======== Available data
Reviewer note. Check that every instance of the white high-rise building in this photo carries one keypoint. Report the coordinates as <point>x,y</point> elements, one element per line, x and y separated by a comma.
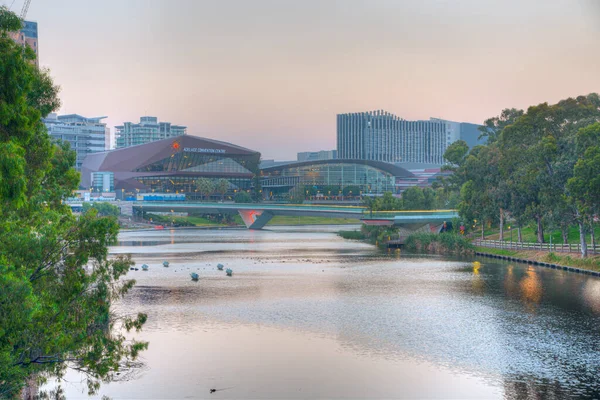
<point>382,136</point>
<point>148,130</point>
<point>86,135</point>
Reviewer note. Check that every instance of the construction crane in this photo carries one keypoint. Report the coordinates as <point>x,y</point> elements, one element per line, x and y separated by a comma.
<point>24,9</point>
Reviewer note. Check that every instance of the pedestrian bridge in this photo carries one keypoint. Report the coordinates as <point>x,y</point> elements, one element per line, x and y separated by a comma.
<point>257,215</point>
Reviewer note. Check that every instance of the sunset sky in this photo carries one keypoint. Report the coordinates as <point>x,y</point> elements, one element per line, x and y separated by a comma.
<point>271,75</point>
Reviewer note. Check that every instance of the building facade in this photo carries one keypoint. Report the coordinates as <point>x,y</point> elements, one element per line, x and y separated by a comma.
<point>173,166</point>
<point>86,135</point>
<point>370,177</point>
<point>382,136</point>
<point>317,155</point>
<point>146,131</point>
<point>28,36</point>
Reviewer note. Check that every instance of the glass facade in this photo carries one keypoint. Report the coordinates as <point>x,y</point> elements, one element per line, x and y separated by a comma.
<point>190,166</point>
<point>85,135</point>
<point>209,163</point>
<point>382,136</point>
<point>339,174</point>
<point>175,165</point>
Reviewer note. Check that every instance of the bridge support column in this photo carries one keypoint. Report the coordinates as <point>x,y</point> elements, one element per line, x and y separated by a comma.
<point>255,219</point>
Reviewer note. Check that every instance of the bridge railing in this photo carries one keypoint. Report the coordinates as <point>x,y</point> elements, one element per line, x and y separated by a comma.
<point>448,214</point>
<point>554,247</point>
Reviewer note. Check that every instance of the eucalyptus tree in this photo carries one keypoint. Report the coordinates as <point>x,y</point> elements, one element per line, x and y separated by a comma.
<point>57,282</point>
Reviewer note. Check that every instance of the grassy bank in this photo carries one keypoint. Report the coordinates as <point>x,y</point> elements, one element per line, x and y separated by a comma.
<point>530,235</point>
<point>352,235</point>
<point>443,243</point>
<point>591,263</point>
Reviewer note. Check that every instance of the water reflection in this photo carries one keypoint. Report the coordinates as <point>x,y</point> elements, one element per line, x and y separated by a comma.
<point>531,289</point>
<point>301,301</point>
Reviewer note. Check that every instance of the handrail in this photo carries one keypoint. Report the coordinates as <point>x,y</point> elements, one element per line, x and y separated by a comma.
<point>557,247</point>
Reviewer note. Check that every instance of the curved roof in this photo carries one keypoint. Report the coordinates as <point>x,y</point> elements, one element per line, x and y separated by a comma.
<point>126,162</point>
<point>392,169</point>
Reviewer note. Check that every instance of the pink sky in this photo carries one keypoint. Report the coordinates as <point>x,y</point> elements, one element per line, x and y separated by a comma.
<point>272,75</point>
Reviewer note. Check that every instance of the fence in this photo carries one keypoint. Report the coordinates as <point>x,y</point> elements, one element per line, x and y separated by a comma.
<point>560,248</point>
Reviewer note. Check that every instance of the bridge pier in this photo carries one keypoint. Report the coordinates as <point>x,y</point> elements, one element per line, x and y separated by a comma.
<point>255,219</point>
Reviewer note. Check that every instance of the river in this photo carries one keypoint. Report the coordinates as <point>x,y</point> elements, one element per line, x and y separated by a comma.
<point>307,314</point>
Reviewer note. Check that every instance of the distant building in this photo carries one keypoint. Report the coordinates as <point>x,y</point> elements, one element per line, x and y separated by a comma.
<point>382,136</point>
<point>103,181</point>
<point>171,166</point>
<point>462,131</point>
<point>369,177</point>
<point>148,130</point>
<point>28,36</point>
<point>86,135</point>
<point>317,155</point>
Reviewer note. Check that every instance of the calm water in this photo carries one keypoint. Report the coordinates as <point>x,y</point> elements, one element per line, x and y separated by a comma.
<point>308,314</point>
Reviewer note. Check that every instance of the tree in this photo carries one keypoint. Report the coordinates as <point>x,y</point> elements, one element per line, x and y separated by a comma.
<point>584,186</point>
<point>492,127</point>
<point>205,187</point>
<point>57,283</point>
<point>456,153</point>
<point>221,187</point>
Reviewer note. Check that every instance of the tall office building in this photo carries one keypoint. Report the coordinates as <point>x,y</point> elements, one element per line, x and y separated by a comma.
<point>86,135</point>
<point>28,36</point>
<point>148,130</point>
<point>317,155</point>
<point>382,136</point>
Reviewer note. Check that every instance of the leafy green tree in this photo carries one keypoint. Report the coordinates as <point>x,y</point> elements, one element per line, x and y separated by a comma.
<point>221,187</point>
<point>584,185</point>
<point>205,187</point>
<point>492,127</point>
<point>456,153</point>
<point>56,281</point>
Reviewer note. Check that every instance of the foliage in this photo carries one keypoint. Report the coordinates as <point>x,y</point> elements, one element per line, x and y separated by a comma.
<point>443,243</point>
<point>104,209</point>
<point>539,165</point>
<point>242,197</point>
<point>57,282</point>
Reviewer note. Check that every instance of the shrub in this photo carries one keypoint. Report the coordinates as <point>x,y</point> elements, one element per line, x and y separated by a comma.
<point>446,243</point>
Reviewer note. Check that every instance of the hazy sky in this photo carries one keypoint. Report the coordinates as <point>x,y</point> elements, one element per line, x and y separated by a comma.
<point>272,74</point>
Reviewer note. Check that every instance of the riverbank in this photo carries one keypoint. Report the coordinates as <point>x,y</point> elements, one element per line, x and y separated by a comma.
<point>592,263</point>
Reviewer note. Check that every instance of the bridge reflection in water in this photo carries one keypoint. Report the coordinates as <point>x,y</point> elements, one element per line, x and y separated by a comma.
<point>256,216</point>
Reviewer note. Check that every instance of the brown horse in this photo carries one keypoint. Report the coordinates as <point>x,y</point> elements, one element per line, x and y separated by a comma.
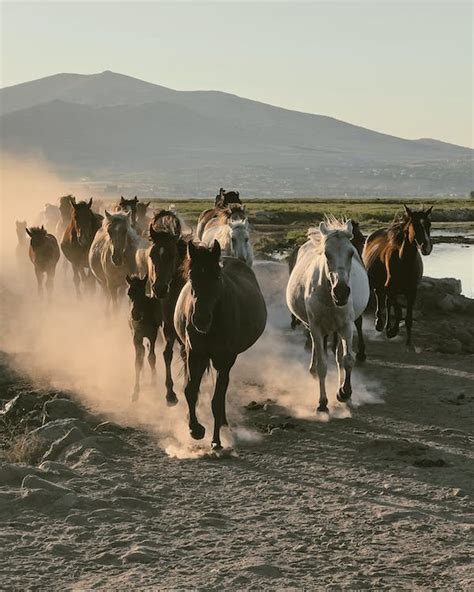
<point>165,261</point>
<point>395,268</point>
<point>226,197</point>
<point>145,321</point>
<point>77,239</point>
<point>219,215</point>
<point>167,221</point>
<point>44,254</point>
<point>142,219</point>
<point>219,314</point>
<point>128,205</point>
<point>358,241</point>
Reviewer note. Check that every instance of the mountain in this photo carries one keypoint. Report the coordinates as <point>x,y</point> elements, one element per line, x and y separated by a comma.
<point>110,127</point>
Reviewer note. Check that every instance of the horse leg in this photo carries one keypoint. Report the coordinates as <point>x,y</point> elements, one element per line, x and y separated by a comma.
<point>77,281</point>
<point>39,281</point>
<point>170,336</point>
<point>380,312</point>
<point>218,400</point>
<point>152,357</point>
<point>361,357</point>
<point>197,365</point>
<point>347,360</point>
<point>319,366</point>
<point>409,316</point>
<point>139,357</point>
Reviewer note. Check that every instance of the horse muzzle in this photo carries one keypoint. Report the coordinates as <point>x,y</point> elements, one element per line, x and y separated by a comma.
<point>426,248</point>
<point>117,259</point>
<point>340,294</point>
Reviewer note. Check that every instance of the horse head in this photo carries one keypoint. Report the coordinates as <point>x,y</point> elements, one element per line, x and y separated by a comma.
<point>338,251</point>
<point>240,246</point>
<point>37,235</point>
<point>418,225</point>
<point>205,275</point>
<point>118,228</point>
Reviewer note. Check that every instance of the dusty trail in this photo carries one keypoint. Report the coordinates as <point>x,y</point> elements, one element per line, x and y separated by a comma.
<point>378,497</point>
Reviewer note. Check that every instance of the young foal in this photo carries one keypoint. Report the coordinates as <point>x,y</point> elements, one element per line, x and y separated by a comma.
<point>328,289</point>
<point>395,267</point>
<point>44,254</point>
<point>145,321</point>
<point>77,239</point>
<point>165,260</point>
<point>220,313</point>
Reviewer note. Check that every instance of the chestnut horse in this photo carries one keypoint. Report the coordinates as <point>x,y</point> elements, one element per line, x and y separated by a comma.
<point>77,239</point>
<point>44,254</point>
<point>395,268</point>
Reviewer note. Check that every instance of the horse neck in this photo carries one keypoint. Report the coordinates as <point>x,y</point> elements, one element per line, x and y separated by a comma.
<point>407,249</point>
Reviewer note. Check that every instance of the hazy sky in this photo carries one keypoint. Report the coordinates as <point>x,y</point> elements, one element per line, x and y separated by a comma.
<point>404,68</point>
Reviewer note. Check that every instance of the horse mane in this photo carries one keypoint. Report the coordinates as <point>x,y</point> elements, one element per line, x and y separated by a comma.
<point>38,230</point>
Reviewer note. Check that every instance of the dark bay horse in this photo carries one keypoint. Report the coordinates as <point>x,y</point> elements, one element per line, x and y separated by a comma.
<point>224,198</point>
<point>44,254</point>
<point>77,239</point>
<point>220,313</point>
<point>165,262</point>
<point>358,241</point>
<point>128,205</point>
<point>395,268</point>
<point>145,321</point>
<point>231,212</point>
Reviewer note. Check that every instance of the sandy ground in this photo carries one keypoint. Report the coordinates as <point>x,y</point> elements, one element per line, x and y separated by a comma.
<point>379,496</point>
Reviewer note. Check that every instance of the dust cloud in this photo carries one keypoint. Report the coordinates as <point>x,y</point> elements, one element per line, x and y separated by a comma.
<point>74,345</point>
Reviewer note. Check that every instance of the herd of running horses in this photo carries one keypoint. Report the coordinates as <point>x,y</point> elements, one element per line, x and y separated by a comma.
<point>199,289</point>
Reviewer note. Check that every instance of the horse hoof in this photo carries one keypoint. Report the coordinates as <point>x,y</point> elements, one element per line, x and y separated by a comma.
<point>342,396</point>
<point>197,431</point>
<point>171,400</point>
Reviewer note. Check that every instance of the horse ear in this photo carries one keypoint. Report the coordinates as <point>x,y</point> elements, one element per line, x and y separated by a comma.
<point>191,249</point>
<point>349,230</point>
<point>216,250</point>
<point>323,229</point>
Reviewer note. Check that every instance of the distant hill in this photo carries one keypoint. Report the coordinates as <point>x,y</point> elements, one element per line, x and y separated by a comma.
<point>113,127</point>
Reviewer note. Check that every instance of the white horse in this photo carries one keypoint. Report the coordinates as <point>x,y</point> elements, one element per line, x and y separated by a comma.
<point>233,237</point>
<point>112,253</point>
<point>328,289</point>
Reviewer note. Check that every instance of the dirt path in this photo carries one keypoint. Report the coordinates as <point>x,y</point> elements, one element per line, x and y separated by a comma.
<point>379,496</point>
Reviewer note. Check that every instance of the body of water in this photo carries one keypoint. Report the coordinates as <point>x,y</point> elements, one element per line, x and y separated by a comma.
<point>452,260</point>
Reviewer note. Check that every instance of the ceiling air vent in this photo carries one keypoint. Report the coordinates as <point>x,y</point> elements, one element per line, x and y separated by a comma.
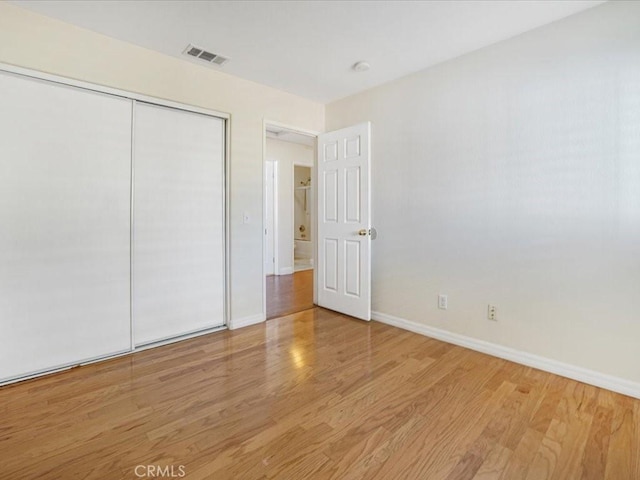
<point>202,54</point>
================
▸ **What the task requires**: Please write out the lines starting at the line that contains "Reviewer note. Check that every instance of the foliage" and ending at the line that contains "<point>592,263</point>", swapping "keypoint" for "marker" and changing nothing else.

▸ **In response**:
Reviewer note. Check that every instance of the foliage in this photo carries one marker. Report the coordinates as <point>x,y</point> elements, one element per line, x and y separated by a comma.
<point>443,243</point>
<point>104,209</point>
<point>539,165</point>
<point>242,197</point>
<point>57,282</point>
Reviewer note. Check that every instance of the shrub in this photo carries one marker. Report the coordinates as <point>x,y</point> elements, one element per line, x and y separated by a comma.
<point>446,243</point>
Reviewer note. Check that every instance of the hazy sky in this photo carries one marker. Report the coordinates as <point>x,y</point> elements, one element per line, x and y separated by a comma.
<point>272,74</point>
Reviewer note. Check that every instance of the riverbank in this photo carries one marker. Report the coordinates as <point>x,y</point> elements, one element per line, x and y separated by a comma.
<point>592,263</point>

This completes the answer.